(GIVEN INFORMATION begins)
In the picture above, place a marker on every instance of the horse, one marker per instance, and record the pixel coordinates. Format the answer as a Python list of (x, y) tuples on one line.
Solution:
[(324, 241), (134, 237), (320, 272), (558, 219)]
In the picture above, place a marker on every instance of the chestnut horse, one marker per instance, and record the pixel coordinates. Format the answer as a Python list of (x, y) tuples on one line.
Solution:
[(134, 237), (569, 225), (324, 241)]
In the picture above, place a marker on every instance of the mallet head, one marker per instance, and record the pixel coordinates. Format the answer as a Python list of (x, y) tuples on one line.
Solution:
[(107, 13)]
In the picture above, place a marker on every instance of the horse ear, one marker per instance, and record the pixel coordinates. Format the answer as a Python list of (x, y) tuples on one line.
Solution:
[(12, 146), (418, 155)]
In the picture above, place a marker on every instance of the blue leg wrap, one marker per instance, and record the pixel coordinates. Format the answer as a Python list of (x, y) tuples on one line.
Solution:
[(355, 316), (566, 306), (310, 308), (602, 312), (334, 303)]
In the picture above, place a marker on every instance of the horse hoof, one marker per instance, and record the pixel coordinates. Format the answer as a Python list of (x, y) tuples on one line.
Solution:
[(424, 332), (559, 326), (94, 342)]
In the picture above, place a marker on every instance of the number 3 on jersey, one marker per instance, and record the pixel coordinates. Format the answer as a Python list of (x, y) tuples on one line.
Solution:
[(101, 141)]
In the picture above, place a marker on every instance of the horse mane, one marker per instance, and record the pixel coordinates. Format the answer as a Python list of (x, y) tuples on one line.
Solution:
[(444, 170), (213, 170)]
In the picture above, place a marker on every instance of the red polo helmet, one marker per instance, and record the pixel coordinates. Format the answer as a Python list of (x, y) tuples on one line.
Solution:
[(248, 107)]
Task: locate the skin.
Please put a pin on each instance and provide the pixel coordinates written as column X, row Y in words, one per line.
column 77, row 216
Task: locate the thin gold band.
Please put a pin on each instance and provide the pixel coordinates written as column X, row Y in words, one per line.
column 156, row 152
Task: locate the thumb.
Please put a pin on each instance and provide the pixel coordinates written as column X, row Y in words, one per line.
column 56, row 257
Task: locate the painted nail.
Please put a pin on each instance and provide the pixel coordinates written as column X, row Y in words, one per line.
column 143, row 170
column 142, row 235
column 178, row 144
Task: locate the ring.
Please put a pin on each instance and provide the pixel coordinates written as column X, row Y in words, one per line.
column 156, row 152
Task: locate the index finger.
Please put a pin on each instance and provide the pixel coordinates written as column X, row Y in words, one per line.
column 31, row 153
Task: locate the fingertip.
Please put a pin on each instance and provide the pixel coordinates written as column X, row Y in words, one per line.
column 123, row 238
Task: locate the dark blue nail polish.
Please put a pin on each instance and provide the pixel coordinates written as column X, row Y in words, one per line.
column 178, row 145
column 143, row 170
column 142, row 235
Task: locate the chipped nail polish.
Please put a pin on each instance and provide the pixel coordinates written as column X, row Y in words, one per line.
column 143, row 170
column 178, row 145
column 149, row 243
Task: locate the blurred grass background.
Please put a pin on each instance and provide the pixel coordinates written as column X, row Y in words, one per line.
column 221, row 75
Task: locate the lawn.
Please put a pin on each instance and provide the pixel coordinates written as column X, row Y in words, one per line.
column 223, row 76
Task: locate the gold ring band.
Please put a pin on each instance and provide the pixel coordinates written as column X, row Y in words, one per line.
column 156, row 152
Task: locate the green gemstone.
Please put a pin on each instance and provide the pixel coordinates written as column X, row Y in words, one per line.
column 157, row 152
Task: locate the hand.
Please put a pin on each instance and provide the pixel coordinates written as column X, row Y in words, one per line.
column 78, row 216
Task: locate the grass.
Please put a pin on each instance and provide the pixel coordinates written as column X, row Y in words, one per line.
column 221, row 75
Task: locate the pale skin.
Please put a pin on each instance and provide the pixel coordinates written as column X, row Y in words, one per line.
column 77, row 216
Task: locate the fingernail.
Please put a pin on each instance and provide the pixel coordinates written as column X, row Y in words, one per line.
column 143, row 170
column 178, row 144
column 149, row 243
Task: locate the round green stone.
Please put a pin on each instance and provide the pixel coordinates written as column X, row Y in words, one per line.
(GIVEN INFORMATION ends)
Check each line of the listing above. Copy it if it holds the string "green".

Task: locate the green gemstone.
Task: locate the round green stone.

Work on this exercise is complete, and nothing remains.